Jafa39 From , joined Dec 1969, posts, RR:
Reply 1, posted (7 years 10 months 19 hours ago) and read 7295 times:
Quoting Foppishbum (Thread starter): Have you ever get annoyed by your cancer phone that makes your speakers or radio alarm clocks produce those static noises? Is there anyway to eliminate that?
Nope, it'll do it every time it sends or receives a text message, or rings or it switches transmitters, if you live in a zone that is serviced by two transmitters, neither of them dominant, you'll get it a lot.
There are masking devices but i think they affect signal strength.
You could try either moving house (difficult) or changing your room around to keep max distance between phone and electrical devices.
707CMF From France, joined Mar 2002, 4885 posts, RR: 27
Reply 3, posted (7 years 10 months 19 hours ago) and read 7288 times:
Well, the only way to avoid those is to have your phone in a safe distance from the aforementioned speakers.
In any case, you will get such static with any cell phone, as when a cell phone emits, it needs to broadcast with quite a powerful emission in order to reach the nearest BTS (Base Transceiver Station), which can be a few kilometers away if you're not in a city, and several buildings away if you are in a city.
Hence the equation : powerful radiowaves at a frequency that interferes with ordinary speakers -> no need to change your phone, you'll get them anyway.
So really, the only way to avoid that is to put your phone at least one meter from the 'annoyed speaker', it usually does the trick.
On the other hand, you usually get those static when your phone is about to ring (it starts to emit to communicate with the BTS when an incoming call arrives), so you can also use that as a 'pre-ring'
(then again, your phone will emit also on a 'random' schedule, just to confirm with the network that it is still alive and registered. Then you'll get an the static noise for a couple of seconds, but no more)

■ Point-per-instance localization data
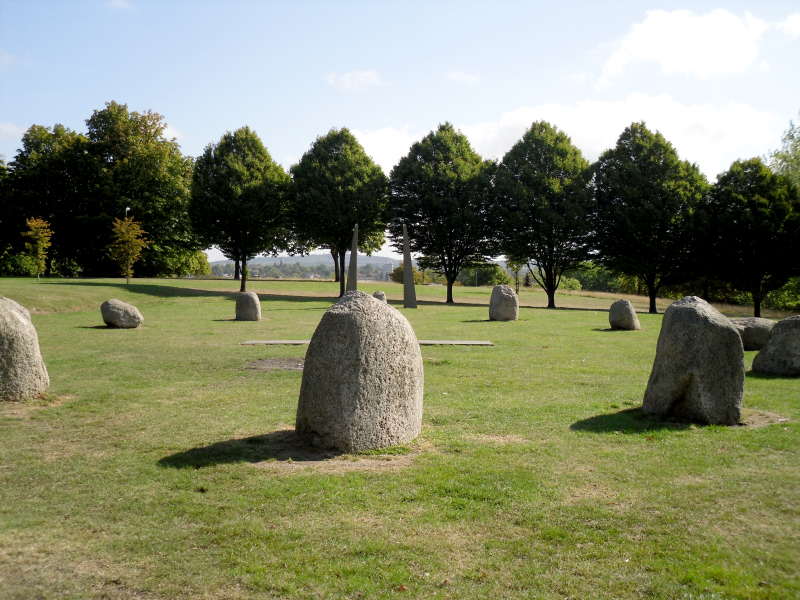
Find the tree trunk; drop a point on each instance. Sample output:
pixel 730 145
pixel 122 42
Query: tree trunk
pixel 341 273
pixel 337 275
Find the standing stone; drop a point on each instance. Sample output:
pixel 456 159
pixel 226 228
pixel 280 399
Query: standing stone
pixel 121 315
pixel 248 307
pixel 362 378
pixel 698 372
pixel 622 315
pixel 22 371
pixel 352 272
pixel 409 292
pixel 754 331
pixel 504 304
pixel 781 355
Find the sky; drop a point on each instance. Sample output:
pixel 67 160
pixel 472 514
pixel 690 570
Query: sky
pixel 721 81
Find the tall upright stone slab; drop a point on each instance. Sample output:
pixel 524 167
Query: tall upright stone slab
pixel 22 371
pixel 409 292
pixel 698 371
pixel 362 378
pixel 352 271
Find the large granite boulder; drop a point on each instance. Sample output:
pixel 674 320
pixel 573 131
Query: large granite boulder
pixel 362 378
pixel 22 371
pixel 248 307
pixel 754 331
pixel 504 304
pixel 781 355
pixel 698 372
pixel 122 315
pixel 622 315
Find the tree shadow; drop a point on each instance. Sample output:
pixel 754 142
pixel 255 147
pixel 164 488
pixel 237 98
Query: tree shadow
pixel 629 420
pixel 281 445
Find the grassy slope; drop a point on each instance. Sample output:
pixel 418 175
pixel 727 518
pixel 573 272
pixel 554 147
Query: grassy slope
pixel 532 478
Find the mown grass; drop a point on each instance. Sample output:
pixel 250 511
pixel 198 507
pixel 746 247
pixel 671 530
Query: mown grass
pixel 159 466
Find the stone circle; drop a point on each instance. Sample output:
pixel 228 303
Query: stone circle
pixel 121 315
pixel 504 304
pixel 23 374
pixel 698 371
pixel 754 331
pixel 248 307
pixel 781 355
pixel 622 315
pixel 362 378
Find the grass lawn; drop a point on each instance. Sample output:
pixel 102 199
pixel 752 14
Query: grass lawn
pixel 161 466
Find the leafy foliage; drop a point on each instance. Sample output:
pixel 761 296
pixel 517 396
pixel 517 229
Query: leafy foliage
pixel 440 190
pixel 543 205
pixel 240 199
pixel 644 200
pixel 338 186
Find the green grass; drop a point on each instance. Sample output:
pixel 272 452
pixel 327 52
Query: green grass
pixel 159 466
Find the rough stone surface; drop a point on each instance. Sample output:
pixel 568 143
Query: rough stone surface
pixel 504 304
pixel 698 371
pixel 248 307
pixel 22 371
pixel 362 379
pixel 781 355
pixel 622 315
pixel 754 331
pixel 122 315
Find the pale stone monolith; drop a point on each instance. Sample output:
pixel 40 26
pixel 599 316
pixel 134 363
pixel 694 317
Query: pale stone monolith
pixel 754 331
pixel 362 378
pixel 409 292
pixel 248 307
pixel 352 271
pixel 622 315
pixel 698 371
pixel 504 304
pixel 781 355
pixel 23 374
pixel 121 315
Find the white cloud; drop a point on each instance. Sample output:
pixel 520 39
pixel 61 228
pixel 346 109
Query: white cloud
pixel 711 135
pixel 685 43
pixel 790 25
pixel 354 80
pixel 463 77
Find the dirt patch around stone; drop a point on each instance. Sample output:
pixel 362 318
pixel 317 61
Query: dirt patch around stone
pixel 276 364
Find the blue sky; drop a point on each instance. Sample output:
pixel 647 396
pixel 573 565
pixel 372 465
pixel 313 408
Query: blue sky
pixel 720 81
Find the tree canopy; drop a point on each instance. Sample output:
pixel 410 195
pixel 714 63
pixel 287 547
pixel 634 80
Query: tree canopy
pixel 336 187
pixel 441 191
pixel 644 199
pixel 543 205
pixel 240 199
pixel 753 226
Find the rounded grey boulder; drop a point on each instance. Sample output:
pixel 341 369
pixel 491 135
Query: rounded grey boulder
pixel 504 304
pixel 698 371
pixel 622 315
pixel 22 371
pixel 781 355
pixel 248 307
pixel 362 378
pixel 754 331
pixel 122 315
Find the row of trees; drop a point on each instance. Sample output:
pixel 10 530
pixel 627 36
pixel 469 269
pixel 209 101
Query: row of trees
pixel 639 210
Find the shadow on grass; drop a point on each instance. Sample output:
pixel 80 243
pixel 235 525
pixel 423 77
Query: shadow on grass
pixel 279 445
pixel 630 420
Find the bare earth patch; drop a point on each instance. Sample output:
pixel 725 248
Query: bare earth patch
pixel 276 364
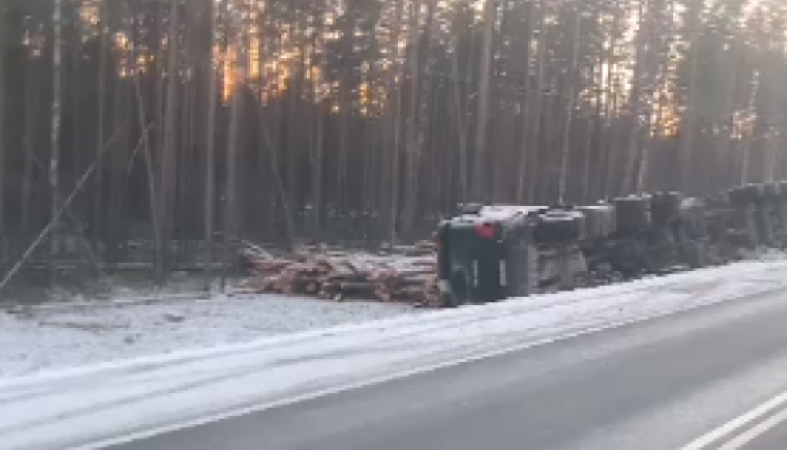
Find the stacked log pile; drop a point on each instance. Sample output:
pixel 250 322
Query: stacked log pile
pixel 402 274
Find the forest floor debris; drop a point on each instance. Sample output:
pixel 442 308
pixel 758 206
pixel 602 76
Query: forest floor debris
pixel 402 275
pixel 37 339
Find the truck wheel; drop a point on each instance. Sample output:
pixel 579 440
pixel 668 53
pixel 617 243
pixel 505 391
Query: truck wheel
pixel 459 290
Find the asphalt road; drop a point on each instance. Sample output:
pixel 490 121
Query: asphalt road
pixel 654 385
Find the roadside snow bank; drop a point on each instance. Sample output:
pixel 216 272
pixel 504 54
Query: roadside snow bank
pixel 59 336
pixel 85 406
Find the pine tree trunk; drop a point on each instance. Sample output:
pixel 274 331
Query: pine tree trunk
pixel 3 140
pixel 572 81
pixel 56 111
pixel 209 209
pixel 484 91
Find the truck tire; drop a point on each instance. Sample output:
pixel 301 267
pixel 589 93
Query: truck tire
pixel 460 290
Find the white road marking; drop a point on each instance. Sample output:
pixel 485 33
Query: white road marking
pixel 148 433
pixel 755 431
pixel 706 441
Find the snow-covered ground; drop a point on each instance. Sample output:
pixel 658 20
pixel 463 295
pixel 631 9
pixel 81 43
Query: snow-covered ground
pixel 63 335
pixel 112 401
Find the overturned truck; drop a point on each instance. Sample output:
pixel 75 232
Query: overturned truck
pixel 490 252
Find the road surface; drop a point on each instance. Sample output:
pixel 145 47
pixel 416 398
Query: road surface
pixel 667 383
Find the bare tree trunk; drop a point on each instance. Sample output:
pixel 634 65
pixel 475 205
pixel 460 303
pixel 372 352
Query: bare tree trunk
pixel 484 91
pixel 210 157
pixel 689 121
pixel 3 144
pixel 748 139
pixel 98 203
pixel 54 156
pixel 527 112
pixel 461 122
pixel 534 129
pixel 569 119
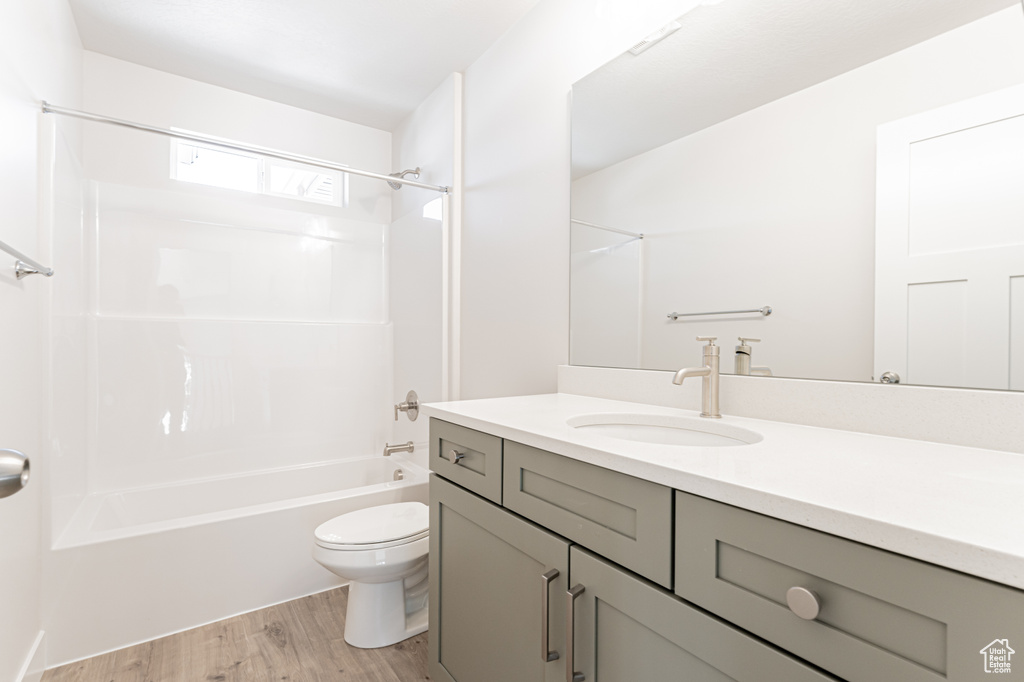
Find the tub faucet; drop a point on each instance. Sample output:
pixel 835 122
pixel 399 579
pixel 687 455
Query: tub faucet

■ To do
According to Reply 1 in the forum thread, on which occasions will a phone cause the static noise? List each one. None of the records is needed for the work here.

■ Your response
- When it sends a text message
- When it receives a text message
- When it rings
- When it switches transmitters